## [GIVEN PROBLEM]
Rename "photograph" to "image" throughout all the entries below, and reproduce every line with nothing else altered.

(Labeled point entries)

☆ ☆ ☆ ☆

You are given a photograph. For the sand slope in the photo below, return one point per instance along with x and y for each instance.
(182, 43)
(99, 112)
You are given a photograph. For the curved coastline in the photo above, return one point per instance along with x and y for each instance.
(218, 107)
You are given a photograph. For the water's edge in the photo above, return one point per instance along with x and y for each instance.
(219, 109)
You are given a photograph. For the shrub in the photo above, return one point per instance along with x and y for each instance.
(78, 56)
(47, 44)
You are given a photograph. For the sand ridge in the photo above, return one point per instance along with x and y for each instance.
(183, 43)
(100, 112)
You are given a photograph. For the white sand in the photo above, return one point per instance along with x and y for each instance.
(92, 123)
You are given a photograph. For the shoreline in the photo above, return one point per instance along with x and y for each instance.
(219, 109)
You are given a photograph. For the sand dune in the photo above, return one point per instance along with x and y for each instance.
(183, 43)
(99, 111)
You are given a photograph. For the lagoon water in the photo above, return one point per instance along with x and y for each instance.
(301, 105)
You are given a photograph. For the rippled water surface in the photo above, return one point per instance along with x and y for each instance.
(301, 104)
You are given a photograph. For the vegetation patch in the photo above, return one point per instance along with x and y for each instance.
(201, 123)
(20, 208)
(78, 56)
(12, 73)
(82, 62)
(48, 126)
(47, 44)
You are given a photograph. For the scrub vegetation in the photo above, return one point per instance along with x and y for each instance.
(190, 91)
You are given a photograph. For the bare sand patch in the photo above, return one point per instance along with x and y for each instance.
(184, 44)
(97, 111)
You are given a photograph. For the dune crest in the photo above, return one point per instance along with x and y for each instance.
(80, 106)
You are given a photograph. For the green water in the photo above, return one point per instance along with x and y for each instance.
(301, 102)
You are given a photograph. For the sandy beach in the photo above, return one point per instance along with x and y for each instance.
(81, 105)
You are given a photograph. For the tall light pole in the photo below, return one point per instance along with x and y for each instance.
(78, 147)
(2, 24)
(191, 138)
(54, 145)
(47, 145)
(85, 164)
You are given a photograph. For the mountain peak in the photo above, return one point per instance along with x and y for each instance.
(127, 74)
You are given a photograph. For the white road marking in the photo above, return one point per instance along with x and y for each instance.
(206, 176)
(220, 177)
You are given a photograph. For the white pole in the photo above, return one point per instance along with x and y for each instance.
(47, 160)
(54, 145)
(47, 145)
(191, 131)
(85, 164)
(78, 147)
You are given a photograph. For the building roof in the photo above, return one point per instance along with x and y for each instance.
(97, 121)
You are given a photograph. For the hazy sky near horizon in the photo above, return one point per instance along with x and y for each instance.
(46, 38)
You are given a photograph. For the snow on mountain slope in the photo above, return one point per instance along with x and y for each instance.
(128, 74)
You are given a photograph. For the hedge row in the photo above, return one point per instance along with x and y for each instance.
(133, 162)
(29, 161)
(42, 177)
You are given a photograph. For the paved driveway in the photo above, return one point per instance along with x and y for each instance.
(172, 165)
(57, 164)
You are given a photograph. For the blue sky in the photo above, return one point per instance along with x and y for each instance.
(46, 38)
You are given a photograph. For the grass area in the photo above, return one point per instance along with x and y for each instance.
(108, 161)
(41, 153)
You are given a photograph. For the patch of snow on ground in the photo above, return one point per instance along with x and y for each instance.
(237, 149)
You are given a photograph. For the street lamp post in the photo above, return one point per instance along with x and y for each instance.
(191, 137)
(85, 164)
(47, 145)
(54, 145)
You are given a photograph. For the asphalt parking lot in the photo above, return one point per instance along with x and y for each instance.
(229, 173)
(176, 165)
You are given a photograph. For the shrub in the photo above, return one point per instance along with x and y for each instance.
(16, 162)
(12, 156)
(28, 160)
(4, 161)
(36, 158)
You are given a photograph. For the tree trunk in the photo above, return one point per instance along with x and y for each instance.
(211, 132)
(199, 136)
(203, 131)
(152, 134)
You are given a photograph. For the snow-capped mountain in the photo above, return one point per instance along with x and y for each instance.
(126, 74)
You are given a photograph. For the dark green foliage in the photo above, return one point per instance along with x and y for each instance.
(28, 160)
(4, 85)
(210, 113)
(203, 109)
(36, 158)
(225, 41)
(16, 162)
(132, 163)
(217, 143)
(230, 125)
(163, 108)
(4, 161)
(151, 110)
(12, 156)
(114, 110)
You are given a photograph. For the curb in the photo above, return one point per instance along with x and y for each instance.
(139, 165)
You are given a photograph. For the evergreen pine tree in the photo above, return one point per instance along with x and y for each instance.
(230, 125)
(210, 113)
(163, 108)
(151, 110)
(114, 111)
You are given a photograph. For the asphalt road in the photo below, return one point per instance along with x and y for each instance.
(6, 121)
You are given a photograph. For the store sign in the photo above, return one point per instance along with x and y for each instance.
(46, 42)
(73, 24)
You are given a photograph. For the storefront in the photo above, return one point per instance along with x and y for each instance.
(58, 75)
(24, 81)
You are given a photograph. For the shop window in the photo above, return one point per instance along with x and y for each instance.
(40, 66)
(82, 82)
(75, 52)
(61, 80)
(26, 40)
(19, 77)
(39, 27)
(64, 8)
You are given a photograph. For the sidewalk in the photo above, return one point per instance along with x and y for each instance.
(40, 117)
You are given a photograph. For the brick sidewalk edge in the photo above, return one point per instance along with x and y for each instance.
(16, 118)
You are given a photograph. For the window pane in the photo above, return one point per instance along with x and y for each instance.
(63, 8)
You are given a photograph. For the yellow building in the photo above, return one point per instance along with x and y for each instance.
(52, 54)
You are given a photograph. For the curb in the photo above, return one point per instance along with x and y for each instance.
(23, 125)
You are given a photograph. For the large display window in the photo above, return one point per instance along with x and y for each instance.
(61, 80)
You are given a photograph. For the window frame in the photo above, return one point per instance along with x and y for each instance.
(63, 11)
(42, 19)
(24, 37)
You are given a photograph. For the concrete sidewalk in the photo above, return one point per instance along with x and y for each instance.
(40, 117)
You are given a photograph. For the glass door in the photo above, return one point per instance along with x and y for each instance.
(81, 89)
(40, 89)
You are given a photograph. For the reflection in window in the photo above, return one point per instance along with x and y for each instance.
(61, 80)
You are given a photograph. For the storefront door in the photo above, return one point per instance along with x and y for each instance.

☆ ☆ ☆ ☆

## [ANSWER BELOW]
You are given a image. For the sand slope in the photo below, return one point per instance along with x and y for each instance.
(182, 43)
(99, 112)
You are given a image. For the curved coastline in the photo above, return one point per instance along with x and y for each instance.
(218, 107)
You are given a image. For the water's edge in the photo above, return one point per instance along with x and y for each instance.
(219, 109)
You are given a image. For the shrub in the photo above, return one point per instance along with x and y for each instance.
(78, 56)
(47, 44)
You are given a image. For the sand ridge in the photo above, return one point per instance along with x and y for each instance.
(183, 43)
(100, 112)
You are given a image. For the white sand in the photo above, return one point per instance along with x and y for each instance.
(92, 123)
You are given a image. For the shoreline in the photo above, return one point per instance along with x and y for each instance.
(219, 109)
You are given a image. For the sand dune in the photo above, return one point per instance along with x and y for each instance.
(183, 43)
(99, 111)
You are given a image. For the lagoon water in the photo above, return one point per instance along with x and y for each instance.
(301, 105)
You are given a image. For the rippled water surface in the photo above, return one point per instance along with x and y for each instance.
(301, 104)
You are given a image. For the vegetation patch in the photo above, return one point per instance along with x and y for each instance.
(201, 123)
(20, 208)
(78, 56)
(12, 73)
(82, 62)
(48, 126)
(47, 44)
You are given a image. For the scrub vegetation in the photo above, return one point per instance along with x and y for each instance.
(190, 91)
You are given a image. For the bare sand patch in the photo above, return one point per instance along with x and y for each instance.
(184, 44)
(97, 111)
You are given a image. For the dune crest in the photo above, return one point per instance along with x and y for each instance.
(80, 106)
You are given a image. For the green water in the photo above, return one point per instance along with x and y for each instance.
(301, 102)
You are given a image. For the sandy beach in the photo above, return one point per instance along with x and y for each instance.
(81, 105)
You are given a image. For the tall light pole in the photo below, return one point per instance along with x and y for each instance.
(78, 147)
(2, 24)
(191, 138)
(54, 145)
(47, 145)
(85, 164)
You are given a image. For the mountain peak in the photo above, return one point per instance along with x and y for each instance.
(127, 74)
You are given a image. For the white road marking in the photo above, return one point per instance along with x and y for each instance.
(206, 176)
(220, 177)
You are given a image. For the white pole in the photo above, return one point per instance along with x and y for each instance.
(47, 160)
(54, 145)
(47, 145)
(191, 131)
(85, 164)
(78, 147)
You are given a image. For the building roof in the photo above, return one point per instance along with x and y for each instance.
(97, 121)
You are given a image. For the hazy sky near horizon in the photo above, return one point per instance along with x and y for each instance.
(46, 38)
You are given a image. For the snow on mountain slope in the photo above, return one point per instance along with x and y for each instance.
(128, 74)
You are given a image. For the hedge row in the photo above, return one point per instance along with x and y for each instance.
(133, 162)
(29, 161)
(42, 177)
You are given a image. For the paved driveway in the photo above, return one point per instance along with x and y for each instance.
(172, 165)
(57, 164)
You are given a image. For the blue sky in the photo above, return one point per instance along with x and y for each instance.
(46, 38)
You are given a image. For the grass area in the photo above, return one point per instance along with x and y for each instance.
(108, 161)
(41, 153)
You are given a image. For the patch of snow on ground in the photo above, return one point per instance along with x and y for each instance.
(237, 149)
You are given a image. For the street lamp post in the photo above, return one point per instance along with x and y for each instance.
(191, 137)
(85, 164)
(47, 145)
(54, 145)
You are given a image. For the asphalt parking lot in the photo above, return one point per instance along with x and y for each instance.
(229, 173)
(176, 165)
You are given a image. For the shrub in the photo above, return one point per instance along with x and y for each instance.
(16, 162)
(12, 156)
(28, 160)
(4, 161)
(36, 158)
You are given a image. For the tree trunk in the photo above, return one point per instance along with x and y for each instance.
(211, 132)
(199, 136)
(203, 131)
(152, 134)
You are given a image. For the snow-capped mountain in the photo above, return one point per instance along with x and y for each instance.
(126, 74)
You are given a image. For the dark green foliage in the photo above, return one point per instance along with x and y for each instance.
(28, 160)
(4, 85)
(210, 113)
(203, 109)
(36, 158)
(225, 41)
(16, 162)
(132, 163)
(217, 143)
(230, 125)
(163, 108)
(4, 161)
(151, 110)
(12, 156)
(114, 110)
You are given a image. For the curb in the photo above, return one point per instance along with x and y for each instance.
(139, 165)
You are given a image. For the evergreen pine tree in the photo above, return one point per instance along with x and y for each instance.
(230, 125)
(210, 113)
(163, 108)
(151, 110)
(114, 111)
You are given a image. For the asphalt road in the photo below, return one point per instance along with x and y for each instance.
(6, 121)
You are given a image. For the store sign in the photo above, return one point per instance along with x and y for each instance.
(46, 42)
(73, 24)
You are given a image. For the storefront in the photo above, return one point per instance along with x and y for each instance.
(58, 75)
(24, 81)
You are given a image. For the shop window in the photo above, return one point per instance along with x and y for each instance.
(40, 66)
(82, 82)
(75, 52)
(61, 80)
(26, 40)
(19, 77)
(39, 27)
(64, 8)
You are given a image. For the sidewalk in the photo above, return one point per instance along with x and y for each instance.
(40, 117)
You are given a image. For the brick sidewalk edge in the photo above, return one point per instance along with x and y for each instance.
(16, 118)
You are given a image. For the window pane in the photo above, return one point per instance along with x and y for each instance.
(63, 8)
You are given a image. For the yellow building in the photo above, return one point per instance along with x and y for each instance.
(52, 54)
You are given a image. For the curb in the photo above, return one point per instance along with x and y for each instance.
(23, 125)
You are given a image. For the large display window in the photo above, return one point per instance along with x and y for each instance.
(61, 80)
You are given a image. For the window frame in the photo above, return one point per instance along with x and y for each instance.
(63, 11)
(42, 19)
(24, 37)
You are given a image. For the concrete sidewalk in the photo above, return one point per instance along with x and y for each instance.
(40, 117)
You are given a image. For the glass door in the photo above, return one point per instance along with x and y for each instance.
(81, 89)
(40, 89)
You are given a image. For the reflection in window in the photo above, return one point per instance along with x and y for each instance.
(61, 80)
You are given a image. For the storefront door in the photo above, return one point per instance along with x and y for each instance.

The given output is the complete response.